::: Input material
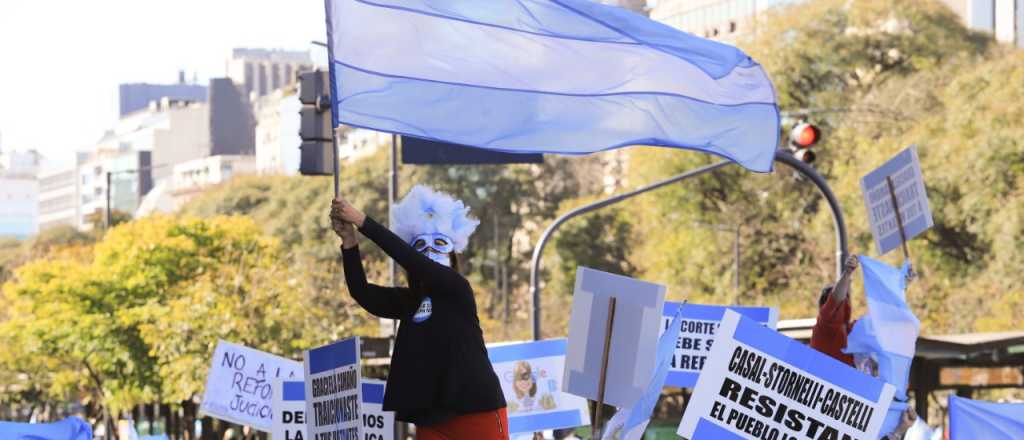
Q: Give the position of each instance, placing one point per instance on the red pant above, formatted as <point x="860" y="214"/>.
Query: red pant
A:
<point x="477" y="426"/>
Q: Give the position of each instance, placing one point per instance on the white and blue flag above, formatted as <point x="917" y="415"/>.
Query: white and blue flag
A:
<point x="545" y="76"/>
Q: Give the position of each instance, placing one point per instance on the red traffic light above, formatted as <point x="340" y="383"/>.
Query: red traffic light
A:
<point x="804" y="135"/>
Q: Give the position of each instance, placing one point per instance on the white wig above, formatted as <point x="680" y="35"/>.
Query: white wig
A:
<point x="426" y="211"/>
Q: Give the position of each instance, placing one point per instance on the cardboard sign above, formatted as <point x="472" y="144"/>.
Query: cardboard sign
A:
<point x="530" y="375"/>
<point x="697" y="336"/>
<point x="631" y="357"/>
<point x="377" y="424"/>
<point x="289" y="410"/>
<point x="239" y="387"/>
<point x="333" y="391"/>
<point x="758" y="384"/>
<point x="904" y="170"/>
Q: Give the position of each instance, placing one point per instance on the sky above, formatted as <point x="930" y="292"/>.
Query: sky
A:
<point x="61" y="60"/>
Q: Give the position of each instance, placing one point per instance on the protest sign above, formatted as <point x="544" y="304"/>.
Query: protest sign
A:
<point x="377" y="424"/>
<point x="530" y="375"/>
<point x="759" y="384"/>
<point x="289" y="410"/>
<point x="631" y="353"/>
<point x="239" y="385"/>
<point x="333" y="392"/>
<point x="696" y="336"/>
<point x="908" y="184"/>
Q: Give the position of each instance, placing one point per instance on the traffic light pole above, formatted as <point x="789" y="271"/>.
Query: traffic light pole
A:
<point x="780" y="156"/>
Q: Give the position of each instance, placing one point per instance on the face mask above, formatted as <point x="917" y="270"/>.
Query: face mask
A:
<point x="865" y="363"/>
<point x="435" y="247"/>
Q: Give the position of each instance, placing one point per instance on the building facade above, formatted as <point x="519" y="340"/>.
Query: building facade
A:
<point x="58" y="199"/>
<point x="130" y="180"/>
<point x="136" y="96"/>
<point x="278" y="132"/>
<point x="259" y="72"/>
<point x="728" y="19"/>
<point x="19" y="193"/>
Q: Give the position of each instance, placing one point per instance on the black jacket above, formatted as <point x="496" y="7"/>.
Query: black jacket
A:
<point x="439" y="367"/>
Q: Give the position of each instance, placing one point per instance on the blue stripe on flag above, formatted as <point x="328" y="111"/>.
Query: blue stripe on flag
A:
<point x="293" y="391"/>
<point x="332" y="356"/>
<point x="373" y="393"/>
<point x="709" y="430"/>
<point x="529" y="350"/>
<point x="547" y="421"/>
<point x="807" y="359"/>
<point x="715" y="313"/>
<point x="681" y="379"/>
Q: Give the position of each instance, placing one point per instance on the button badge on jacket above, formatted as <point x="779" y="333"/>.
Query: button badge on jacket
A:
<point x="423" y="313"/>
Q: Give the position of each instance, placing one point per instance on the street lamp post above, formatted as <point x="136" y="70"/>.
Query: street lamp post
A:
<point x="780" y="156"/>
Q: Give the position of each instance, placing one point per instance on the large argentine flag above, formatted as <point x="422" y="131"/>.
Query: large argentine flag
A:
<point x="545" y="76"/>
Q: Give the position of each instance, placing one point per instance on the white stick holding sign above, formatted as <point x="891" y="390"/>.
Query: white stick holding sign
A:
<point x="696" y="337"/>
<point x="239" y="385"/>
<point x="333" y="391"/>
<point x="377" y="424"/>
<point x="530" y="375"/>
<point x="289" y="410"/>
<point x="759" y="384"/>
<point x="630" y="349"/>
<point x="900" y="177"/>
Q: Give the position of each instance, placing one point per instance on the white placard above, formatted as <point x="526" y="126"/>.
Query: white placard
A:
<point x="908" y="184"/>
<point x="289" y="410"/>
<point x="239" y="385"/>
<point x="333" y="391"/>
<point x="377" y="424"/>
<point x="530" y="375"/>
<point x="631" y="357"/>
<point x="696" y="336"/>
<point x="759" y="384"/>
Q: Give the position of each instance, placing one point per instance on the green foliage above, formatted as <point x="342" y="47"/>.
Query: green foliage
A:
<point x="136" y="318"/>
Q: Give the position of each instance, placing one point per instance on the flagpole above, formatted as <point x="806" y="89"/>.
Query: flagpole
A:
<point x="604" y="368"/>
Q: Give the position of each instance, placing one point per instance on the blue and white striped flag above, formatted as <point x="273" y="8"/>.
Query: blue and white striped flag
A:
<point x="545" y="76"/>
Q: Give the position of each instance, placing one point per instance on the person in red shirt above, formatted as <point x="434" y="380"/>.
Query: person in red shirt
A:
<point x="833" y="325"/>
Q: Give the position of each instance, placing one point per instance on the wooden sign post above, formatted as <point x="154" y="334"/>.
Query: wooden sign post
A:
<point x="604" y="368"/>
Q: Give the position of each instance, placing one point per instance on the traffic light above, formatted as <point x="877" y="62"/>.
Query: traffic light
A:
<point x="802" y="138"/>
<point x="315" y="127"/>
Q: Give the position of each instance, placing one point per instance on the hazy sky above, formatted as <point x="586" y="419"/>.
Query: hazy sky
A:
<point x="60" y="61"/>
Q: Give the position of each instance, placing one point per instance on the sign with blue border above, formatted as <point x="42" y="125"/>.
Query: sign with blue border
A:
<point x="239" y="385"/>
<point x="530" y="375"/>
<point x="697" y="336"/>
<point x="333" y="391"/>
<point x="759" y="384"/>
<point x="289" y="410"/>
<point x="908" y="184"/>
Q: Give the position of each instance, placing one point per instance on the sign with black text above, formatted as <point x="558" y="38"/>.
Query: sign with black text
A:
<point x="239" y="385"/>
<point x="696" y="337"/>
<point x="289" y="410"/>
<point x="908" y="184"/>
<point x="377" y="424"/>
<point x="333" y="391"/>
<point x="759" y="384"/>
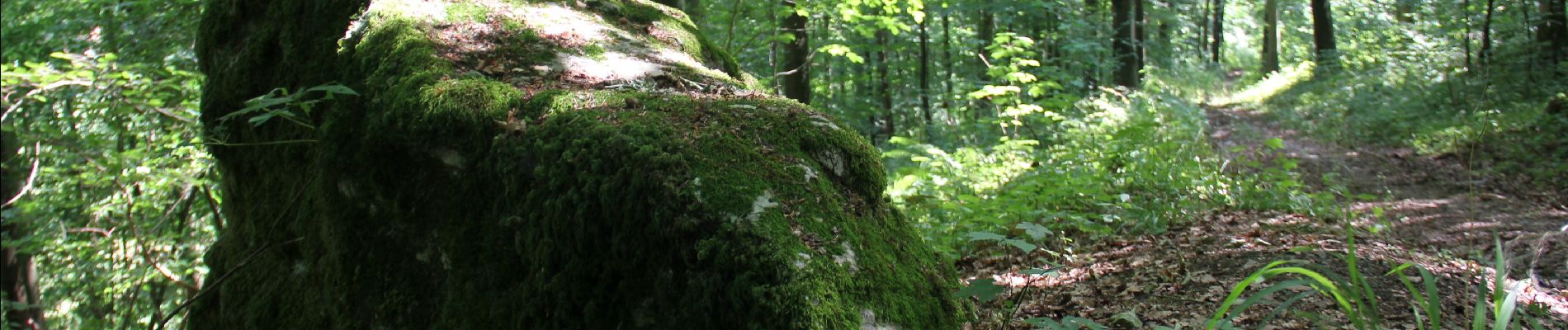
::::::
*Given instruction*. Rename "instance" to "item" everywhere it occurs and reproduce all the rows with nothing else altered. Leave the pictures out.

*Answer to the task*.
Q: Give the position of each item, placing one point per item on the red pant above, formatted as <point x="860" y="214"/>.
Query: red pant
A:
<point x="477" y="426"/>
Q: Give the position of each item, placing one point per item on the white and blue flag above, formatted as <point x="917" y="415"/>.
Query: white and blue flag
A:
<point x="545" y="76"/>
Q: Give the position of each item, placing one point per item on the red traffic light above, formatted as <point x="340" y="383"/>.
Query: red traffic light
A:
<point x="804" y="135"/>
Q: Give the position of each item, placing one point per item on the white wig above, formatted as <point x="680" y="35"/>.
Query: white wig
A:
<point x="426" y="211"/>
Q: Give the position of each item, placing one point per item on the cardboard sign above, formatted as <point x="472" y="144"/>.
Query: cardboard sign
A:
<point x="530" y="375"/>
<point x="697" y="336"/>
<point x="631" y="357"/>
<point x="377" y="424"/>
<point x="289" y="410"/>
<point x="239" y="387"/>
<point x="333" y="391"/>
<point x="758" y="384"/>
<point x="904" y="170"/>
Q: Give the position of each item, placing one point per item on the sky above, formatted as <point x="930" y="292"/>.
Query: sky
A:
<point x="61" y="60"/>
Q: Give the position of each item, placing one point per item on the protest sign above, formatted as <point x="544" y="304"/>.
Query: protest sign
A:
<point x="377" y="424"/>
<point x="530" y="375"/>
<point x="759" y="384"/>
<point x="289" y="410"/>
<point x="631" y="353"/>
<point x="239" y="385"/>
<point x="333" y="392"/>
<point x="696" y="336"/>
<point x="908" y="184"/>
Q: Give the position of each item, placing one point per item on the traffic light pole above, formatted as <point x="789" y="271"/>.
Query: traffic light pole
A:
<point x="780" y="156"/>
Q: Give the position of each item, placing one point per item on the face mask above, formatted as <point x="917" y="270"/>.
Query: face mask
A:
<point x="865" y="363"/>
<point x="435" y="247"/>
Q: Give the position of each item, placing one point per item on the building facade above, formatted as <point x="519" y="340"/>.
Query: building facade
A:
<point x="58" y="199"/>
<point x="130" y="180"/>
<point x="136" y="96"/>
<point x="278" y="132"/>
<point x="259" y="72"/>
<point x="728" y="19"/>
<point x="19" y="193"/>
Q: Give the position of each item, placing one point per item on the black jacket above, formatted as <point x="496" y="7"/>.
Query: black jacket
A:
<point x="439" y="367"/>
Q: Give the position of each item, placing one point per item on the blue stripe on flag above, formatted as <point x="328" y="111"/>.
Query: blue stripe on flag
A:
<point x="293" y="391"/>
<point x="332" y="356"/>
<point x="373" y="393"/>
<point x="709" y="430"/>
<point x="529" y="350"/>
<point x="547" y="421"/>
<point x="807" y="359"/>
<point x="715" y="313"/>
<point x="681" y="379"/>
Q: Give the position of each item, placing one point per item on the button badge on jacket above, formatted as <point x="779" y="333"/>.
Query: button badge on jacket
A:
<point x="423" y="313"/>
Q: Give the position of each item, placing one point per item on the street lamp post above, formatted as <point x="136" y="70"/>.
Query: street lamp post
A:
<point x="780" y="156"/>
Q: Give the position of each item, placing one point per item on the large argentine flag above, formatted as <point x="422" y="131"/>.
Query: large argentine flag
A:
<point x="545" y="76"/>
Q: Give the position of each item, placing one point per item on the white stick holding sign above, formatted as <point x="891" y="390"/>.
Query: white stick holding sign
A:
<point x="696" y="337"/>
<point x="239" y="385"/>
<point x="333" y="391"/>
<point x="377" y="424"/>
<point x="530" y="375"/>
<point x="289" y="410"/>
<point x="759" y="384"/>
<point x="630" y="349"/>
<point x="900" y="177"/>
Q: Give the position of each item, placing one point per item on the white placard above, formatted as <point x="526" y="126"/>.
Query: white placard
A:
<point x="908" y="184"/>
<point x="289" y="410"/>
<point x="239" y="385"/>
<point x="333" y="391"/>
<point x="377" y="424"/>
<point x="530" y="375"/>
<point x="631" y="357"/>
<point x="696" y="336"/>
<point x="759" y="384"/>
Q: Give the position of each item, placing one point per item on the green foliage above, formatted as <point x="342" y="47"/>.
Query: green foliage
A:
<point x="136" y="318"/>
Q: Give the position of each item, placing one point per item on the flagpole above, formatted as <point x="806" y="89"/>.
Query: flagpole
A:
<point x="604" y="368"/>
Q: Give the position of each item, placing one point per item on the blue and white striped flag above, formatted as <point x="273" y="8"/>.
Query: blue and white striped flag
A:
<point x="545" y="76"/>
Q: Give the position of each item, placing one point per item on the person in red shirt above, formatted as <point x="434" y="380"/>.
Query: person in red shirt
A:
<point x="833" y="325"/>
Q: Give the position of each item, placing one point per item on the wooden sign post above, formatted as <point x="154" y="334"/>.
Query: wooden sign post
A:
<point x="604" y="368"/>
Q: Give the position of each item, placing one point per item on the traffic light above, formatted as <point x="877" y="62"/>.
Query: traffic light
A:
<point x="802" y="138"/>
<point x="315" y="127"/>
Q: Give the position of each item, placing one point per item on the hazy sky above, formatted as <point x="586" y="419"/>.
Query: hazy sky
A:
<point x="60" y="61"/>
Q: Give the position of each item, placing one point per item on the sign with blue border above, formatted as <point x="42" y="125"/>.
Query: sign with blue border
A:
<point x="239" y="385"/>
<point x="530" y="375"/>
<point x="697" y="336"/>
<point x="333" y="391"/>
<point x="759" y="384"/>
<point x="289" y="410"/>
<point x="908" y="184"/>
Q: Give the position of each item, placing one point per item on the sign with black text above, formatted as <point x="558" y="38"/>.
Query: sign with black text
A:
<point x="239" y="385"/>
<point x="696" y="337"/>
<point x="289" y="410"/>
<point x="908" y="184"/>
<point x="377" y="424"/>
<point x="333" y="391"/>
<point x="759" y="384"/>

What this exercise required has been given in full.